# ENTRIES PROVIDED
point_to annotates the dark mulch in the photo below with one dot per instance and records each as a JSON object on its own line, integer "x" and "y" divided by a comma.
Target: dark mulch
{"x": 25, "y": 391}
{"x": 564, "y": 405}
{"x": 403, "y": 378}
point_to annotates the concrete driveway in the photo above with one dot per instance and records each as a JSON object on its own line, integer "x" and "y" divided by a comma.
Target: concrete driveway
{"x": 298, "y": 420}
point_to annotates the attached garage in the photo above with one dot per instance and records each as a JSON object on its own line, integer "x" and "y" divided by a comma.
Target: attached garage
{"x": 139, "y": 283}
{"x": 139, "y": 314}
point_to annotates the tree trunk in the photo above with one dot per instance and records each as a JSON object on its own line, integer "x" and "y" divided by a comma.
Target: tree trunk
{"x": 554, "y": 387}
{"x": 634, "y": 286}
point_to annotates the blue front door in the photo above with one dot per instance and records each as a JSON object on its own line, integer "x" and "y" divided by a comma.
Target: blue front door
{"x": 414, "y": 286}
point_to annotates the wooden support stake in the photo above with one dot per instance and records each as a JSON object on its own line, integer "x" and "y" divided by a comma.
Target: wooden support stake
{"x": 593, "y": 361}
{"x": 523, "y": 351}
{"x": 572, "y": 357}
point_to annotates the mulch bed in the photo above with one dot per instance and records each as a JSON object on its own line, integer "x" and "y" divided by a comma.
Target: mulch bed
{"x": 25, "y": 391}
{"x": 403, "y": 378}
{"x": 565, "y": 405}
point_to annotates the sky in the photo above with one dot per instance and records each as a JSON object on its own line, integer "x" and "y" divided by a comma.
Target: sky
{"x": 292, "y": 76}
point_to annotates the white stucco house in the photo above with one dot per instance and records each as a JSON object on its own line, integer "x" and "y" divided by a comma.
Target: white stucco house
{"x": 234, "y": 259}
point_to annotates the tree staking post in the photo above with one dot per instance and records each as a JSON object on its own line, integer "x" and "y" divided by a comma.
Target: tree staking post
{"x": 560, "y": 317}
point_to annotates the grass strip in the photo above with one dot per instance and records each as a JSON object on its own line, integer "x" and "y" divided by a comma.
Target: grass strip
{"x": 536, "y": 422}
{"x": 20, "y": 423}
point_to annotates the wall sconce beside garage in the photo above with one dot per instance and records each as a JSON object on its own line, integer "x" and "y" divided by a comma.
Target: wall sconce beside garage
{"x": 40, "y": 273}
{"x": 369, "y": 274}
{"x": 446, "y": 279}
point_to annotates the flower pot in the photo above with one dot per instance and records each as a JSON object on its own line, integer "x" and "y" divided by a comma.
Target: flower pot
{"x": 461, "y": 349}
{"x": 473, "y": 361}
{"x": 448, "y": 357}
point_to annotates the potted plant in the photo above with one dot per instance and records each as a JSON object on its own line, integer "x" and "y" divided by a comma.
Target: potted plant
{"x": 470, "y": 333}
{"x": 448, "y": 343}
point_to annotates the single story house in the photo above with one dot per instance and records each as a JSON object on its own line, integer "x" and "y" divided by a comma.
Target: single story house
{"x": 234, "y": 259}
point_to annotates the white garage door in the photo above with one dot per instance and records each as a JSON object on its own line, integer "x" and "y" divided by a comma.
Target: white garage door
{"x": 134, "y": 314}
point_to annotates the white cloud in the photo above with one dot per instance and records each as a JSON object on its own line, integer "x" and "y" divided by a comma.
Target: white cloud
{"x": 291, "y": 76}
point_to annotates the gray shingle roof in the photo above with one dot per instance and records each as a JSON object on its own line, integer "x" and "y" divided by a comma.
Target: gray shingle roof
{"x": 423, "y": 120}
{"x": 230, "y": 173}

# EXERCISE OBJECTIVE
Please output every record, keeping each line exact.

# RESULT OF THIS TASK
point_to annotates the dark mulch in the photo below with one dot per instance and records each as a JSON object on its own line, integer "x" and "y" divided by a comma.
Target: dark mulch
{"x": 25, "y": 391}
{"x": 564, "y": 405}
{"x": 403, "y": 378}
point_to annotates the concrete driveway in the photo above with one dot per instance and records each as a JSON object on its own line, integer "x" and "y" divided by a comma.
Target: concrete driveway
{"x": 298, "y": 420}
point_to annotates the attached garage in the photo above with one dot per instance and records each as a JSON object on its own line, integer "x" and "y" divided by a comma.
Target: attached garage
{"x": 139, "y": 283}
{"x": 139, "y": 314}
point_to annotates the tree trunk in the photo above with one dot per instance and records each as a JSON object on its own line, integer "x" and "y" divided by a comma.
Target: tree trunk
{"x": 554, "y": 387}
{"x": 634, "y": 286}
point_to annotates the blue front door in the photo above with one dot per instance and records each as a JSON object on its own line, integer "x" and "y" divided by a comma.
Target: blue front door
{"x": 414, "y": 286}
point_to annotates the wooden support stake in the photo above with one dot per instance and records each as a JSON object on its own line, integer "x" and "y" divided by a comma.
Target: wooden support stake
{"x": 593, "y": 361}
{"x": 523, "y": 351}
{"x": 572, "y": 357}
point_to annotates the mulch bed in the photo above with one dot per instance and records each as a JSON object on its own line, integer "x" and "y" divided by a comma.
Target: mulch bed
{"x": 25, "y": 391}
{"x": 403, "y": 378}
{"x": 565, "y": 405}
point_to annotates the sky in the photo above with one dot per instance and records each as a JSON object on its own line, integer "x" and "y" divided by a comma.
Target: sky
{"x": 292, "y": 76}
point_to annotates the white stucco house in the photo above with one dot per instance and records each as a JSON object on its own line, integer "x" and "y" divided by a comma.
Target: white stucco house
{"x": 234, "y": 259}
point_to annotates the tree staking post in the photo above with one dot per instance and records each as a JSON object on its own line, integer "x" and "y" divided by a comma.
Target: tree staking post
{"x": 560, "y": 317}
point_to annotates the grass strip in the photo above with one dot per instance and records each as a JSON object on its own line, integer "x" and "y" divided by a comma.
Target: grass strip
{"x": 536, "y": 422}
{"x": 20, "y": 423}
point_to annotates the wall sconce beside garage in the photo above with one dot per instance and records each as a JSON object on its own line, integer "x" and "y" divided by a comma.
Target: wall sconce beside garage
{"x": 40, "y": 273}
{"x": 369, "y": 274}
{"x": 446, "y": 279}
point_to annotates the flower pot in the photo above with one dot per instance and records each as a JSON object on its own line, integer "x" and "y" divided by a comma.
Target: flower pot
{"x": 461, "y": 349}
{"x": 473, "y": 361}
{"x": 448, "y": 357}
point_to annotates the potted plant in the photo above with one dot per instance and records each as a JSON object on its own line, integer "x" and "y" divided by a comma.
Target: potted plant
{"x": 470, "y": 333}
{"x": 448, "y": 343}
point_to annotates the single story house in the photo above with one dot per instance and records each as a JSON object on its own line, integer "x" and "y" divided by a comma.
Target: single story house
{"x": 234, "y": 259}
point_to annotates the white garage door in the photo above with one dot per instance and records each as a JSON object on its own line, integer "x" and "y" divided by a comma.
Target: white garage door
{"x": 134, "y": 314}
point_to annotates the white cloud in the photo above with one dot per instance and records each as a JSON object on its own line, integer "x" and "y" divided by a comma.
Target: white cloud
{"x": 291, "y": 76}
point_to annotates the gray shingle roof in the photo above with one dot per instance and records each as a JSON object on its own line, integer "x" and "y" divided by a comma.
Target: gray shingle roof
{"x": 423, "y": 120}
{"x": 230, "y": 173}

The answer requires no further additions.